• **Task instructions**:
Copy the records word for word, starting at the very beginning and ending with the line that contains "positive clicks: (525, 529)". Include that line.

• **Data provided**:

[Start of Attachment]

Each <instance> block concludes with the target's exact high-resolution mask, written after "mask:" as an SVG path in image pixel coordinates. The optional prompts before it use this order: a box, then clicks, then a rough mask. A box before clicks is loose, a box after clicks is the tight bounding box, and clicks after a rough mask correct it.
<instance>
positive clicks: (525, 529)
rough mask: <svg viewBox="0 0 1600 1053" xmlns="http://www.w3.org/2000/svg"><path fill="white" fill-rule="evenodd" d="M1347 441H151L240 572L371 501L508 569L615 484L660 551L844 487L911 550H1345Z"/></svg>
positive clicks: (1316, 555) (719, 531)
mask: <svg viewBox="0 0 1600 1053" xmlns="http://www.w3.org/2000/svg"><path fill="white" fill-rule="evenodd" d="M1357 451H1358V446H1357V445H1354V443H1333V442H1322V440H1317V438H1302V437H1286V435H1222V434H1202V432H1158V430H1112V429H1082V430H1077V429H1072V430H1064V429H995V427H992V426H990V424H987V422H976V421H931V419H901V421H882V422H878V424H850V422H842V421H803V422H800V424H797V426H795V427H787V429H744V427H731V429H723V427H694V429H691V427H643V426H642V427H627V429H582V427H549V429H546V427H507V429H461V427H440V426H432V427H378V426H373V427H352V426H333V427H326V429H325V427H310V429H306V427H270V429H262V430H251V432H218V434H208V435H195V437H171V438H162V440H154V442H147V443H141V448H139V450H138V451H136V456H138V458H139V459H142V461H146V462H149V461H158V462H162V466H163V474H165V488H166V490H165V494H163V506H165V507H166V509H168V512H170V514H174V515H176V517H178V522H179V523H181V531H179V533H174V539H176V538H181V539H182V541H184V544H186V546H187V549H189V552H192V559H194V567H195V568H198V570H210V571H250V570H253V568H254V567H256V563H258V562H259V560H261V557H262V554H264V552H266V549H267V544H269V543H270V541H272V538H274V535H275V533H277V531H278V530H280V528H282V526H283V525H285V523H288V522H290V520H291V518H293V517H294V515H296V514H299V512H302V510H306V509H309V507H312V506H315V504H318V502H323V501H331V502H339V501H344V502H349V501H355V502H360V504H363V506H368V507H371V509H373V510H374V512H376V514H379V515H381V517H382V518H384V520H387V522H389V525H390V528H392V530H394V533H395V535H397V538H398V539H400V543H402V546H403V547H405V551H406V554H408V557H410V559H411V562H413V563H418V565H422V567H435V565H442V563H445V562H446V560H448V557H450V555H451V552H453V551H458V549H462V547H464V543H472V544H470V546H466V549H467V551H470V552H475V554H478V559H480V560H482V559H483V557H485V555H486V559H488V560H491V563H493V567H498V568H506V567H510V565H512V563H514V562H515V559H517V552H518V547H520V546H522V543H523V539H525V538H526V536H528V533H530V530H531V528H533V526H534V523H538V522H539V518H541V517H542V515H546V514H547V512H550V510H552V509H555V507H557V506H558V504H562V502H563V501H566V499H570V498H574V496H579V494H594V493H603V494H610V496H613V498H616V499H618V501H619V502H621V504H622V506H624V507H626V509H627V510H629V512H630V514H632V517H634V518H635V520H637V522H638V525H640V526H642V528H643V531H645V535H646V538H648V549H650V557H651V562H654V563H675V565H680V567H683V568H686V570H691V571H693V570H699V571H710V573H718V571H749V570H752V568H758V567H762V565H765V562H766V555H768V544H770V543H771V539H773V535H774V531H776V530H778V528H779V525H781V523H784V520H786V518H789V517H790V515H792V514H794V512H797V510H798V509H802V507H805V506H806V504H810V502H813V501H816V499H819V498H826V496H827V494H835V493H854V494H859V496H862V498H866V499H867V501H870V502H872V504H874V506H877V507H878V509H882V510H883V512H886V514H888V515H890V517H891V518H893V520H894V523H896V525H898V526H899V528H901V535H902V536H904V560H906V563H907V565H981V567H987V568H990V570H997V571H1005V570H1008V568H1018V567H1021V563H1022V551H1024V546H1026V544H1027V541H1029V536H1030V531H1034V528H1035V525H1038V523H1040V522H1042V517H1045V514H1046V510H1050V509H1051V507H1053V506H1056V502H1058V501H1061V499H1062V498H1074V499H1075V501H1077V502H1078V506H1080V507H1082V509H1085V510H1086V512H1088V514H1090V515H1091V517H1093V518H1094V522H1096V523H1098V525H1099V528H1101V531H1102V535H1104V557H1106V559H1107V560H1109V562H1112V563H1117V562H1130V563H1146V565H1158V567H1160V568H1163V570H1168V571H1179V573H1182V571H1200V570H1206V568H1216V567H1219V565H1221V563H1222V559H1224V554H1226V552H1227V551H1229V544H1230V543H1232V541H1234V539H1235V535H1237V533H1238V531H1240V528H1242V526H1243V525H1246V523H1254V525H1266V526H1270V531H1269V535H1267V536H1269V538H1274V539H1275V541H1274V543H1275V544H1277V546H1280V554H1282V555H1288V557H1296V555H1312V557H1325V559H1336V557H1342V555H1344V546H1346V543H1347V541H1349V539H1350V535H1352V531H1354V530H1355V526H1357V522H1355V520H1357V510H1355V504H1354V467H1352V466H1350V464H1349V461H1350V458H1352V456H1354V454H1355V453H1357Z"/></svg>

[End of Attachment]

• **Expected answer**:
Each <instance> block concludes with the target's exact high-resolution mask, written after "mask:" as an SVG path in image pixel coordinates. The optional prompts before it use this order: a box, then clicks, then a rough mask. A box before clicks is loose, a box after clicks is the tight bounding box, and clicks after a rough mask correct it.
<instance>
positive clicks: (525, 529)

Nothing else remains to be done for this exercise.